**YOUR OBJECTIVE:** Needed from the data below: every line from the one with "Target: distant treeline" up to and including the one with "Where can the grassy", repeated exactly and with nothing else.

**PROVIDED MATERIAL:**
※ ※ ※

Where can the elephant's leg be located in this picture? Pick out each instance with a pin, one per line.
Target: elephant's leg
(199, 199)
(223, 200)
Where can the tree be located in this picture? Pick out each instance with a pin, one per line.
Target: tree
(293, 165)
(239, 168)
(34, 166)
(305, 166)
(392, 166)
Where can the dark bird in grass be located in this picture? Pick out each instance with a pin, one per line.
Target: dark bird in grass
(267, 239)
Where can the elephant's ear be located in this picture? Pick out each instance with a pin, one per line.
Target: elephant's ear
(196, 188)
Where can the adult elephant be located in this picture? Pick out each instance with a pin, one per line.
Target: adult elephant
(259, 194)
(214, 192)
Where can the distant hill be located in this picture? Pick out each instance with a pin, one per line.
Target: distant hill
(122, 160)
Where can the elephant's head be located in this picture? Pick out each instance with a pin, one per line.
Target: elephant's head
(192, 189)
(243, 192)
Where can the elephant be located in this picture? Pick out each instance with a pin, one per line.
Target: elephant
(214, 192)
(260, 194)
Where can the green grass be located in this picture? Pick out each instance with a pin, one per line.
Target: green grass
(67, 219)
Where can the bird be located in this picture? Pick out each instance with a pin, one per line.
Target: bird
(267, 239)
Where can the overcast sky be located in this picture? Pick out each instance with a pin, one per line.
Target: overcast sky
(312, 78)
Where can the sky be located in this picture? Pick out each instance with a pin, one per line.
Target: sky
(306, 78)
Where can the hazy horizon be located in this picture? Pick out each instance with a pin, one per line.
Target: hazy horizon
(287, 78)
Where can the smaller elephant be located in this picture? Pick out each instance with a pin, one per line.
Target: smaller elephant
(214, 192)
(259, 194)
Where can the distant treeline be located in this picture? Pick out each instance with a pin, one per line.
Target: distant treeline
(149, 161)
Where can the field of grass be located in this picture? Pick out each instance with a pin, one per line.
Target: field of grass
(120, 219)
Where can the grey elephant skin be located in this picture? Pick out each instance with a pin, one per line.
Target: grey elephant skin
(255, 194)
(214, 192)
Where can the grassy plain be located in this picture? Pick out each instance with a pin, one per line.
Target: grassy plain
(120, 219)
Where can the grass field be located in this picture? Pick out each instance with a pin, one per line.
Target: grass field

※ ※ ※

**RESPONSE AREA:**
Target: distant treeline
(149, 161)
Where can the field of grass be located in this picture? Pick out each instance with a pin, one per line.
Target: field of grass
(120, 219)
Where can the grey elephant skin be located in this picture? Pick out each instance with a pin, one per line.
Target: grey elephant skin
(255, 194)
(214, 192)
Where can the grassy plain be located in this picture? Pick out each instance with a pin, one per line.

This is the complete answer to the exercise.